◆ **DIRECTIVE**: Please put everything from the line containing "target | green foliage" down through the last of the items into a numbered list, omitting blank lines.

◆ **Coordinate labeling data**:
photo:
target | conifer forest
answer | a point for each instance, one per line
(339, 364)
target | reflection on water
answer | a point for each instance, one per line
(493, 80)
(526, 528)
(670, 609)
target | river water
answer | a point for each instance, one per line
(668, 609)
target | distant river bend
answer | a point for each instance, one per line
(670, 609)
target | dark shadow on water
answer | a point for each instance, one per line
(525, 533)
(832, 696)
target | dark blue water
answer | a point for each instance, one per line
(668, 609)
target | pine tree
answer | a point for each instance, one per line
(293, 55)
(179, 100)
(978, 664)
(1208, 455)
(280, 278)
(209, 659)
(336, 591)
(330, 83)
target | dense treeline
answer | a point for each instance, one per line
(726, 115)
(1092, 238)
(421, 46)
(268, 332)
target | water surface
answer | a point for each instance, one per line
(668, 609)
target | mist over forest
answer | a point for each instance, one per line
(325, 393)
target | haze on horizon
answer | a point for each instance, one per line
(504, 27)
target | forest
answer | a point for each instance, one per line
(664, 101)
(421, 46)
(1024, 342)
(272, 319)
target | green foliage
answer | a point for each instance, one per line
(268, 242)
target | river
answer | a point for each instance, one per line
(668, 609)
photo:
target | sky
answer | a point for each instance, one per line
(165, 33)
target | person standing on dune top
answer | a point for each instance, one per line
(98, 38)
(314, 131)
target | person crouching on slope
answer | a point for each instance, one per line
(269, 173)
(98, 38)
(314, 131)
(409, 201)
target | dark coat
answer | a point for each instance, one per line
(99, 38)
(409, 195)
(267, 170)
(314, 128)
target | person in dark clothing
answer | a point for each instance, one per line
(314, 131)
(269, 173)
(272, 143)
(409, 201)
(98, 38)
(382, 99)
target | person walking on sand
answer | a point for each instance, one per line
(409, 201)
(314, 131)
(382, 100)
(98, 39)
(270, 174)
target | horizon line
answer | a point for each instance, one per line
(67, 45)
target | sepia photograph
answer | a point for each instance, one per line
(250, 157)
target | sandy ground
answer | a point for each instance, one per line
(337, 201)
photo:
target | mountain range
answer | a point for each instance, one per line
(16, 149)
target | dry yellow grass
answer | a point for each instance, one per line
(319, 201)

◆ **ANSWER TO THE PROBLEM**:
1. target | green foliage
2. answer | a point for each instance, one per line
3. (268, 242)
4. target | river
5. answer | a point for each instance, one per line
6. (668, 609)
7. photo:
8. target | sky
9. answer | a point for each instance, one per line
10. (165, 33)
11. target | person standing on dune top
12. answer | a point for each instance, one per line
13. (98, 38)
14. (314, 131)
15. target | person crouching on slope
16. answer | a point for each instance, one per line
17. (269, 173)
18. (98, 38)
19. (314, 131)
20. (409, 201)
21. target | dark coat
22. answer | a point for each instance, one per line
23. (99, 38)
24. (409, 195)
25. (267, 170)
26. (314, 128)
27. target | person in dark clothing
28. answer | a point for each instance, one per line
29. (314, 131)
30. (269, 173)
31. (272, 143)
32. (409, 201)
33. (98, 38)
34. (382, 99)
35. target | person walking on sand
36. answer | a point for each instance, one per line
37. (409, 201)
38. (314, 131)
39. (382, 100)
40. (98, 39)
41. (270, 174)
42. target | horizon line
43. answer | a point for each instance, one per line
44. (67, 45)
45. target | sepia photograph
46. answer | a point for each instance, one per line
47. (250, 157)
48. target | sandy ground
49. answer | a point for each instance, one per line
50. (337, 201)
51. photo:
52. target | mountain range
53. answer | a point for each instance, one per line
54. (16, 149)
55. target | dry yellow grass
56. answer | a point for each instance, one per line
57. (319, 201)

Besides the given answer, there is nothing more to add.